**SET TASK**: Report each line in the listing below that contains the string "orange", copying the lines unchanged. Case counts.
# START OF MATERIAL FOR THIS TASK
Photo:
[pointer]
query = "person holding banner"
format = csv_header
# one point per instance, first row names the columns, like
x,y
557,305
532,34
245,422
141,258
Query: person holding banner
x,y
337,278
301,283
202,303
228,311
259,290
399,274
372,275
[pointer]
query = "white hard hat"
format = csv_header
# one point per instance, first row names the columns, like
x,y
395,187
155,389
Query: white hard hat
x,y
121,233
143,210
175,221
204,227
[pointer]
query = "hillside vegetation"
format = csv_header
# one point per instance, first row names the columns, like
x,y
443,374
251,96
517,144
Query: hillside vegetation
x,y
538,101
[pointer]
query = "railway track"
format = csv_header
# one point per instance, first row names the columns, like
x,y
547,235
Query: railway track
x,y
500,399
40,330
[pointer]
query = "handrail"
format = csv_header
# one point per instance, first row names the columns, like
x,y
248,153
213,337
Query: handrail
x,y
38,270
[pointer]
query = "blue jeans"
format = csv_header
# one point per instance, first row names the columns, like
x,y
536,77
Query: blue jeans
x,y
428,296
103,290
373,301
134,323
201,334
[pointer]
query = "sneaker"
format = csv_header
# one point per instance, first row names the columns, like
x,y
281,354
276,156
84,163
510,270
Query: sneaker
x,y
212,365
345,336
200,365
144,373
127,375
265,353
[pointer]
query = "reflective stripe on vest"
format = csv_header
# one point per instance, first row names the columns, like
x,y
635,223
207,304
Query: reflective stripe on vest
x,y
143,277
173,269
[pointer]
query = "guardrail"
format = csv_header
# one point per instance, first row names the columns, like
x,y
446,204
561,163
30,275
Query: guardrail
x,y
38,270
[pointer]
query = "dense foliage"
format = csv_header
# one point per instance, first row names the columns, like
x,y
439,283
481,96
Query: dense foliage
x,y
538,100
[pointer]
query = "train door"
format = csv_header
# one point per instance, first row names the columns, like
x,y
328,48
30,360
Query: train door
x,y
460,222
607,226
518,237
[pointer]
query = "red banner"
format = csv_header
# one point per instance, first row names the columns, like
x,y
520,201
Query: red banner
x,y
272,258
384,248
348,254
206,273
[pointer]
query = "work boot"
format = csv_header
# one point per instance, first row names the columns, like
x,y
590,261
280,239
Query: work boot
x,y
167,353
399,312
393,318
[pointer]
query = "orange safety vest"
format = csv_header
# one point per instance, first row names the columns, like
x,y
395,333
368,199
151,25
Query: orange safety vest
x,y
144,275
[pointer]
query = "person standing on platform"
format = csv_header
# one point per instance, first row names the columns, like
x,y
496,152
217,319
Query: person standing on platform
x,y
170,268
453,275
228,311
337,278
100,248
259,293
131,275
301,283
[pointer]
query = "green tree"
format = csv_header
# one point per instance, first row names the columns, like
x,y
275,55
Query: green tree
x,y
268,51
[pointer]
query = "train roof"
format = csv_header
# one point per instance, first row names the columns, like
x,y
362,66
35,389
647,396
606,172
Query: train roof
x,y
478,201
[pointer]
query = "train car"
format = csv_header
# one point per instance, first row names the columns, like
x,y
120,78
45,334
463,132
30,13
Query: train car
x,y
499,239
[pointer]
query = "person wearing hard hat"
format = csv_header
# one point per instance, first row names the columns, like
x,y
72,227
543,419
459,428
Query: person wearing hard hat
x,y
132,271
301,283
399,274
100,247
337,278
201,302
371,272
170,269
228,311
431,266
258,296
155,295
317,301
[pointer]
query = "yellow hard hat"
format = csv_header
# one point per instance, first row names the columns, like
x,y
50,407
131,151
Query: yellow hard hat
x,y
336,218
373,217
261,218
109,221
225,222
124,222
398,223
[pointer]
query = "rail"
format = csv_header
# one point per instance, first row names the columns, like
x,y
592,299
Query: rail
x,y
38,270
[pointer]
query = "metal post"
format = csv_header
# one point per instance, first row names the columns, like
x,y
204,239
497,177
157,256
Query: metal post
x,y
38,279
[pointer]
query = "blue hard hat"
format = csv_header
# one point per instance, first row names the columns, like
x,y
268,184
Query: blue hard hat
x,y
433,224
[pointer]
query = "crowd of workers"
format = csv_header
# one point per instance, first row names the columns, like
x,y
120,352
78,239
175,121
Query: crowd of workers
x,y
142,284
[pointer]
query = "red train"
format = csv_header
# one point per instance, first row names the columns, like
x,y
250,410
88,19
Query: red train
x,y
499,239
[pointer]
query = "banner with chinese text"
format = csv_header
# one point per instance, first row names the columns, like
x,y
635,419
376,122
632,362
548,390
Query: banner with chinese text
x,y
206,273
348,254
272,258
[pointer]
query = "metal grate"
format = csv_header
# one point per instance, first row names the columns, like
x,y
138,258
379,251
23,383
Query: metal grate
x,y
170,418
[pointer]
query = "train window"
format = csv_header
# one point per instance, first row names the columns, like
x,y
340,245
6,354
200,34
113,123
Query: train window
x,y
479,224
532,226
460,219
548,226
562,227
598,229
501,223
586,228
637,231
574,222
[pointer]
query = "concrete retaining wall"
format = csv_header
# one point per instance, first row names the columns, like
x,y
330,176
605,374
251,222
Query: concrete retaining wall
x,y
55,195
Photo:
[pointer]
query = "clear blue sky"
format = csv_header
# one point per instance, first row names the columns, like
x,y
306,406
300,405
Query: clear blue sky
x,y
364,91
# END OF MATERIAL FOR THIS TASK
# START OF MATERIAL FOR THIS TASK
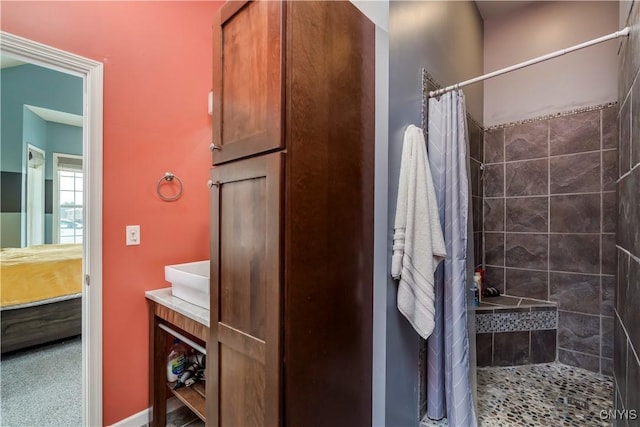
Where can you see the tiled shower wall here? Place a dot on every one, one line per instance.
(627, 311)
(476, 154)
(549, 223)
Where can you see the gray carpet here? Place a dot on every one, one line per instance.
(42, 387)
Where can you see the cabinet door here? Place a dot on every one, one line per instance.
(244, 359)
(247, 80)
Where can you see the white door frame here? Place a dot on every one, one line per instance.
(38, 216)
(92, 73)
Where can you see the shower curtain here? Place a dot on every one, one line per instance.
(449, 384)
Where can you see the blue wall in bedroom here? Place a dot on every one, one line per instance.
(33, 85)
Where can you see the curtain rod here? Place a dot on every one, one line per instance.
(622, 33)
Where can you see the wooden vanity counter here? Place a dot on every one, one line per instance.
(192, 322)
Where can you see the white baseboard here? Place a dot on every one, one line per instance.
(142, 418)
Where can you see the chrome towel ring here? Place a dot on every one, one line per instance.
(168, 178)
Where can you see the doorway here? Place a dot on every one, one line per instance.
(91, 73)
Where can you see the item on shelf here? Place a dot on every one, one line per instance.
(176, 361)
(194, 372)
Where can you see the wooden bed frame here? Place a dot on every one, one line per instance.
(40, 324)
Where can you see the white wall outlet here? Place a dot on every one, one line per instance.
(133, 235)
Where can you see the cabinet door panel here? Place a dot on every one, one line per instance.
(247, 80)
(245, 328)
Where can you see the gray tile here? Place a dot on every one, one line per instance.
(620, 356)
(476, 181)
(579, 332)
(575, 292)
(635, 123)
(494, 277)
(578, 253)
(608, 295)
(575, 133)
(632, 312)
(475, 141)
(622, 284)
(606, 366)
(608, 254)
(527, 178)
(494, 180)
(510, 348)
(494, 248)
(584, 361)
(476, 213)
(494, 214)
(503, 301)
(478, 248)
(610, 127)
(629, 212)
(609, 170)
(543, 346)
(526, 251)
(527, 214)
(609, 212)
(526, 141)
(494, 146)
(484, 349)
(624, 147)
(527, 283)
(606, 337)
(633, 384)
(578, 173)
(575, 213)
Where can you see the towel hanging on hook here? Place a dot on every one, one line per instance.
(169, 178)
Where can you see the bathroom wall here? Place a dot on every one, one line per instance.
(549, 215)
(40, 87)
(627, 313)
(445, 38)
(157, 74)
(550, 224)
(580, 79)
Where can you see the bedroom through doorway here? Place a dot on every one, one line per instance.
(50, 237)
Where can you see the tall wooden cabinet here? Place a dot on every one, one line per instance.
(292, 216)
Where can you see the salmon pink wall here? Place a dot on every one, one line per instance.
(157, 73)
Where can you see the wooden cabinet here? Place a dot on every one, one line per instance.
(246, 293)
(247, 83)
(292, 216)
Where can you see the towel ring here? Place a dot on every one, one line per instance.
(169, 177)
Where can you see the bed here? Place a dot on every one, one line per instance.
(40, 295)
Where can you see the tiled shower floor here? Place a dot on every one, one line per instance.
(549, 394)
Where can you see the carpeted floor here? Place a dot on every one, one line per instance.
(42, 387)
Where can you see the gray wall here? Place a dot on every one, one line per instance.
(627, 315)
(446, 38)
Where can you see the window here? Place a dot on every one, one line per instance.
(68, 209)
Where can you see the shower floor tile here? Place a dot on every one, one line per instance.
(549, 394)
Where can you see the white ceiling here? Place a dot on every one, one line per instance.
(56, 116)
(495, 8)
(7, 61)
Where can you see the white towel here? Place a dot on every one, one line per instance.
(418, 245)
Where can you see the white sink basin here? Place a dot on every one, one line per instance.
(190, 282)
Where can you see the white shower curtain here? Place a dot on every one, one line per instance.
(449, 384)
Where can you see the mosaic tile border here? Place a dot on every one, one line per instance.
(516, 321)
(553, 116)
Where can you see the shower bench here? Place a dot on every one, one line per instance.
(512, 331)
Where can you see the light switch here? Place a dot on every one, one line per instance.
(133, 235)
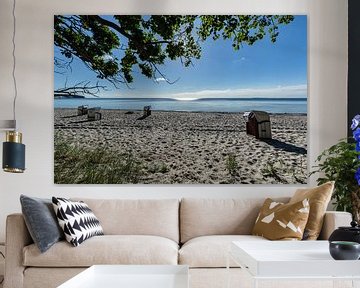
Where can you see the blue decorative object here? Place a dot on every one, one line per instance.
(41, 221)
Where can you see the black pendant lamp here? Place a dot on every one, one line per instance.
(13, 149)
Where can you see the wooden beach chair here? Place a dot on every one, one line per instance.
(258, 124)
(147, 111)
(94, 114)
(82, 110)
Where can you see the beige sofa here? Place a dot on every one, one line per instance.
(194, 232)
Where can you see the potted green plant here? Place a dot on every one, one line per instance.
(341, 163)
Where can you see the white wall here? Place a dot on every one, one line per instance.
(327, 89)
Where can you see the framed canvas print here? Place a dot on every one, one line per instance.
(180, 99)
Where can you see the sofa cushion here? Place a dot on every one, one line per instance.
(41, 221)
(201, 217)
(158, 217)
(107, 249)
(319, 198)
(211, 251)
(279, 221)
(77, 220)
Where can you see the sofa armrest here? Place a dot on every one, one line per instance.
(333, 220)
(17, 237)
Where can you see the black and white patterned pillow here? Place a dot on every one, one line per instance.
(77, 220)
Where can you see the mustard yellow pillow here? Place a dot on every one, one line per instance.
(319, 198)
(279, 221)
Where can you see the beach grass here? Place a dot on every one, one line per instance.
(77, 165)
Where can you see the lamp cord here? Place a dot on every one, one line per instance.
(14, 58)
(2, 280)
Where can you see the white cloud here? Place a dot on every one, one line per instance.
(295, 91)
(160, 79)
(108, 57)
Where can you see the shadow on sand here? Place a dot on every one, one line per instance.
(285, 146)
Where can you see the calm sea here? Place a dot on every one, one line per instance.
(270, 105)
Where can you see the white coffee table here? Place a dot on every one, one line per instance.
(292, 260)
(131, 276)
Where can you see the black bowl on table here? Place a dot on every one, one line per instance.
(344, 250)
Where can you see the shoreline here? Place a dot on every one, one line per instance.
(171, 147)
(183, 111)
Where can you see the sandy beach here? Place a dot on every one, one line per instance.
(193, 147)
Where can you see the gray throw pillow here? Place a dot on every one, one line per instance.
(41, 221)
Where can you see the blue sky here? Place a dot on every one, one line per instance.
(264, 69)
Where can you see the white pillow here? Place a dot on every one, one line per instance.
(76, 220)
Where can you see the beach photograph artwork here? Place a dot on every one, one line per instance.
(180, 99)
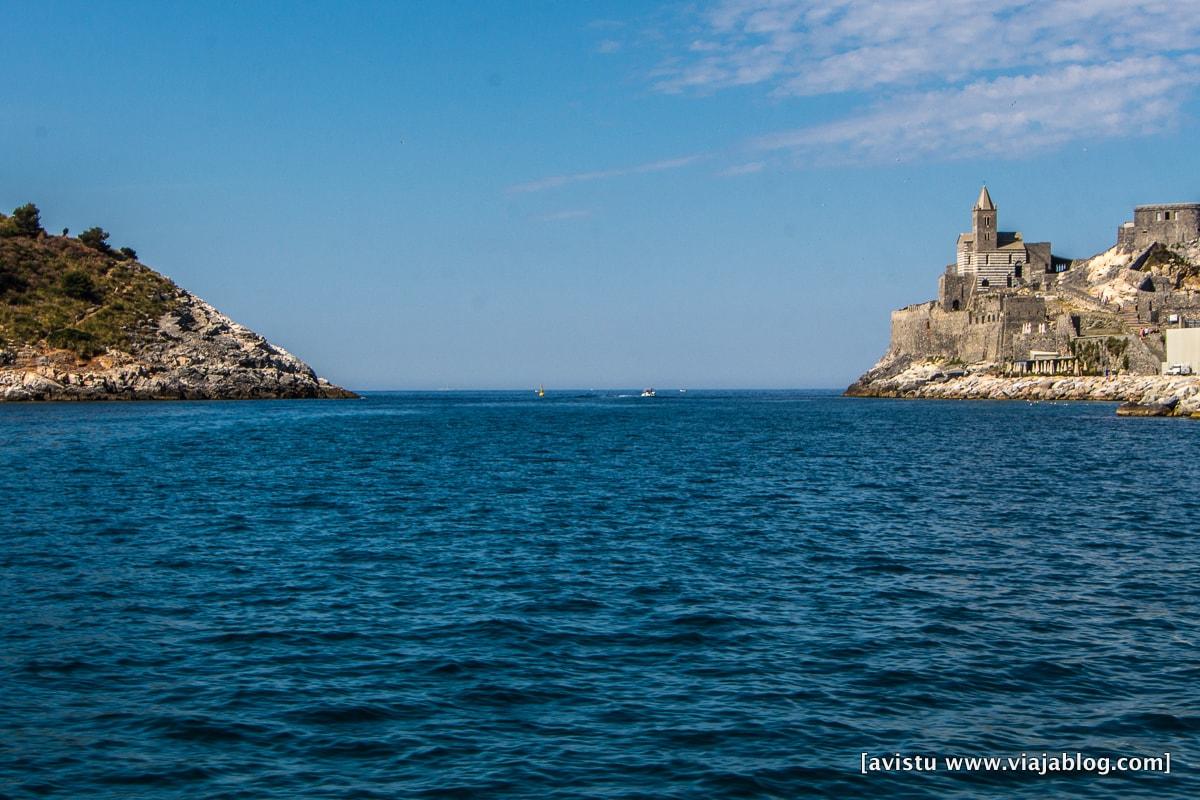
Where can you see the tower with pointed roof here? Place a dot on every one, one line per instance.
# END OF MATERIAL FOR THIS TASK
**SOLUTION**:
query = "orange safety vest"
Query: orange safety vest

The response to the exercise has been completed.